→ **WHAT TO WORK ON**
a) Condense the paragraph beginning "The history of newborn screening" in the newborn screening passage into a shorter version or a bulleted list that keeps its main facts.
b) Carry on the newborn screening passage, starting after its final sentence.

Evaluating outcomes of newborn screening

The history of newborn screening has been replete with reports of optimization of testing procedures and assessments of birth prevalence and screening performance—sensitivity, specificity, positive predictive value, and so forth—but with rather few reports about the clinical outcome. While there is no longer much doubt about the overall benefit of the most important long-standing programmes, for phenylketonuria and congenital hypothyroidism, there are few conditions screened for at present for which the outcome has been rigorously assessed. This has occurred only for cystic fibrosis in two randomized controlled trials and several reasonably well-designed cohort studies. By contrast, for some disorders widely included in screening panels, there have been no apparent studies of outcome at all.

→ **RECORDED DATA**

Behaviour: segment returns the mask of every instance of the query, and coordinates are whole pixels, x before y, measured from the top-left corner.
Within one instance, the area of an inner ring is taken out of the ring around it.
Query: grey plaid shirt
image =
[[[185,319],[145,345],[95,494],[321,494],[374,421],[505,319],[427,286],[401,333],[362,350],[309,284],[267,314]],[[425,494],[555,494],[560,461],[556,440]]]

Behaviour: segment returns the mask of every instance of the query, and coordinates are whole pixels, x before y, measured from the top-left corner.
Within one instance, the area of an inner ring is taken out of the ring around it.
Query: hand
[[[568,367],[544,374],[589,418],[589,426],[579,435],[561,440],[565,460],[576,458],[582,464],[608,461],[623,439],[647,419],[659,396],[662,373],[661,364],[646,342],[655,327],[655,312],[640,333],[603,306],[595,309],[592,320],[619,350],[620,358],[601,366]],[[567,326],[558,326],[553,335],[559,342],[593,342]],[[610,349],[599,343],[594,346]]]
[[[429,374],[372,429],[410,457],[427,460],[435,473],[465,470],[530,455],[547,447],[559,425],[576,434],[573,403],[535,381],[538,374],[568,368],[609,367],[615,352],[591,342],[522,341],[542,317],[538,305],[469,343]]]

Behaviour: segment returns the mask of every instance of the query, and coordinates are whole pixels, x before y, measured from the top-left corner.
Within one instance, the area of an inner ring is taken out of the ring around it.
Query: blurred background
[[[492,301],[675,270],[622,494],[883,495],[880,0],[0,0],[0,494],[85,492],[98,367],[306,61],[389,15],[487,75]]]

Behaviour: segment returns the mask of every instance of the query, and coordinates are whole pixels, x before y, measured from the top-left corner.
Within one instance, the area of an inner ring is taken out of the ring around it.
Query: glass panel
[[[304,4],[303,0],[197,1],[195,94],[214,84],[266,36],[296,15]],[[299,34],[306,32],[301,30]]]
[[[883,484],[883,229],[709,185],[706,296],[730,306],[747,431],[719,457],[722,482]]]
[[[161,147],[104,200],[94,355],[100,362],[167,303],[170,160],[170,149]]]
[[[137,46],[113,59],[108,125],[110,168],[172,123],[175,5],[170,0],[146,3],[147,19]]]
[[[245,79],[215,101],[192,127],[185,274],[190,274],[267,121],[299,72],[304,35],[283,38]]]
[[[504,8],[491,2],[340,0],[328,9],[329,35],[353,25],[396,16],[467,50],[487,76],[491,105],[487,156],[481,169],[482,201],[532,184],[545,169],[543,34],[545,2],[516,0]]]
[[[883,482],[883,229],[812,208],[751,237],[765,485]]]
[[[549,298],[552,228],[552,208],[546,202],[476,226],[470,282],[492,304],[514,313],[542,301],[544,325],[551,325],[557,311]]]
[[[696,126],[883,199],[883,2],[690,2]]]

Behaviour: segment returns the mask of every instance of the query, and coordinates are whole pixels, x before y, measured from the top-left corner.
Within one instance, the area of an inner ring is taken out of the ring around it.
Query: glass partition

→ **RESPONSES PER TASK**
a)
- Newborn screening reports have mostly covered optimizing test procedures, birth prevalence, and screening performance (sensitivity, specificity, positive predictive value), with few reports on clinical outcome.
- The overall benefit of the major long-standing programs, for phenylketonuria and congenital hypothyroidism, is no longer much in doubt.
- Few currently screened conditions have had their outcome rigorously assessed.
- Cystic fibrosis is the only one, through two randomized controlled trials and several reasonably well-designed cohort studies.
- Some disorders widely included in screening panels have no apparent outcome studies at all.

b)
Assessing outcomes of expanded newborn screening does pose particular difficulties. We have recently published the results of our Australia-wide outcome study (Wilcken et al. 2009) and believe that this includes many features important for reliable assessment. We compared cohorts of children born from 1994 to 1998 (none screened) and from 1998 to 2002 (some screened, some unscreened, depending on where they were born). Children were assessed at 6 years of age. For those who presented clinically or died in the first 5 days of life and those with substantially benign disorders, we did not expect, nor find, any beneficial effect from screening. For the other patients, either presenting after 5 days of age or diagnosed by screening, we were able to show that screened patients had fewer deaths and fewer clinically significant disabilities on a whole population basis, taking into account the likely morbidity and mortality of never-diagnosed patients. This confirmed and extended the benefit we previously showed in screening for MCAD deficiency, and showed for the first time benefits for patients with all other disorders, taken as a whole.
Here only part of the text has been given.